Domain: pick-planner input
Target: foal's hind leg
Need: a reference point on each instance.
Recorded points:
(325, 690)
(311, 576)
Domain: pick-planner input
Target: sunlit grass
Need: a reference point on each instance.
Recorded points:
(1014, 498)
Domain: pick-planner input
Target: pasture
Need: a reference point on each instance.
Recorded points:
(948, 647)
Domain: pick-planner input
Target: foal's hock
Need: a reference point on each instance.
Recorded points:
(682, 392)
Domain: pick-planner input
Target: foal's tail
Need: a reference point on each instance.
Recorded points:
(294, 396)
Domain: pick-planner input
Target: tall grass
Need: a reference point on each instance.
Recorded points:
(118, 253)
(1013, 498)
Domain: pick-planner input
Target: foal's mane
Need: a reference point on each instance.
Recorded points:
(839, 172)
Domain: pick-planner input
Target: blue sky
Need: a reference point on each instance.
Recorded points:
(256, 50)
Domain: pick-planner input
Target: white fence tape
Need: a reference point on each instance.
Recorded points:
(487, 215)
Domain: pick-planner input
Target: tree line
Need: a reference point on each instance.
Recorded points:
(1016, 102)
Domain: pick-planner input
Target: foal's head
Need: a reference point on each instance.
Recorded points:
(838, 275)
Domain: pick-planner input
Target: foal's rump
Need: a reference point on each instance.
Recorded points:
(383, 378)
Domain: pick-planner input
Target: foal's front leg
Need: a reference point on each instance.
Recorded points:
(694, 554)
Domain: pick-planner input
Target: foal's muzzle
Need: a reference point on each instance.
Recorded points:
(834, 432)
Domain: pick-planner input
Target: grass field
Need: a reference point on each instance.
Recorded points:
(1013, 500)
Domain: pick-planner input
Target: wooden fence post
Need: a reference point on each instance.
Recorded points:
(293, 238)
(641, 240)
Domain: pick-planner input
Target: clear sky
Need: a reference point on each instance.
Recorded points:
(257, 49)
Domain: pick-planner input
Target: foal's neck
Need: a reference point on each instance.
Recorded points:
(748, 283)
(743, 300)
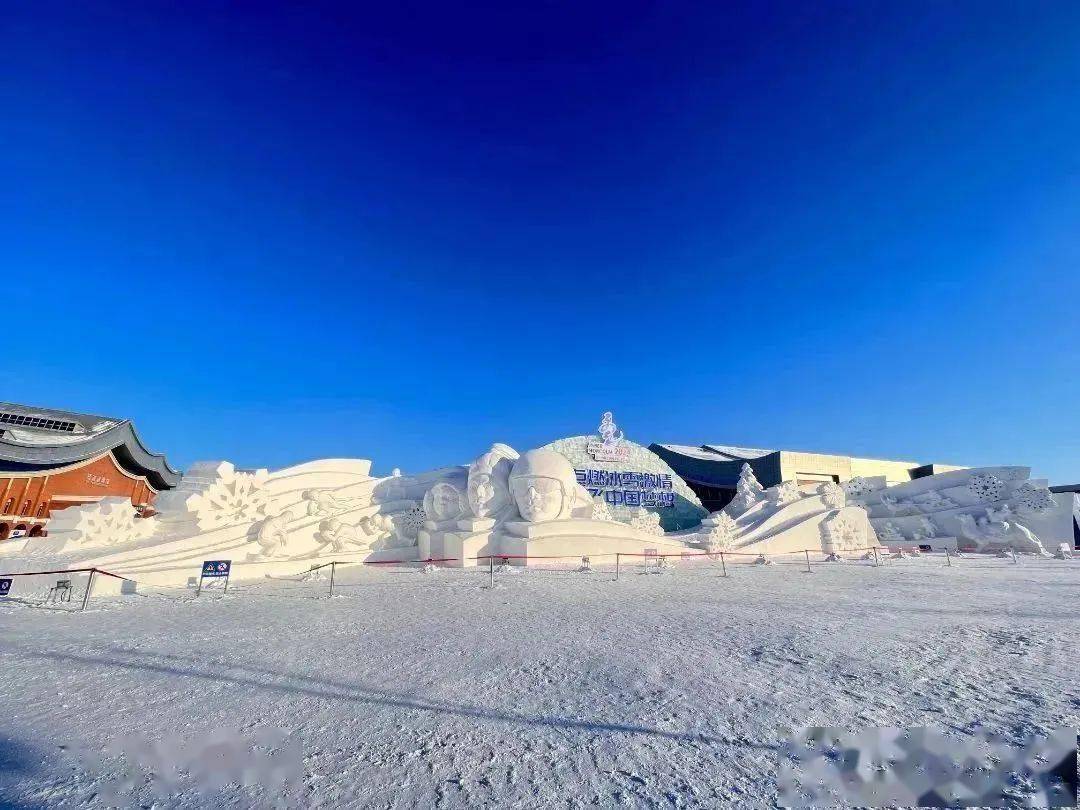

* * * *

_Problem details_
Gather every line in the rows above that contains the string "grass", treating uppercase and lowercase as distinct.

_Solution to this task_
Target: sunlit grass
Target: tall grass
Target: grass field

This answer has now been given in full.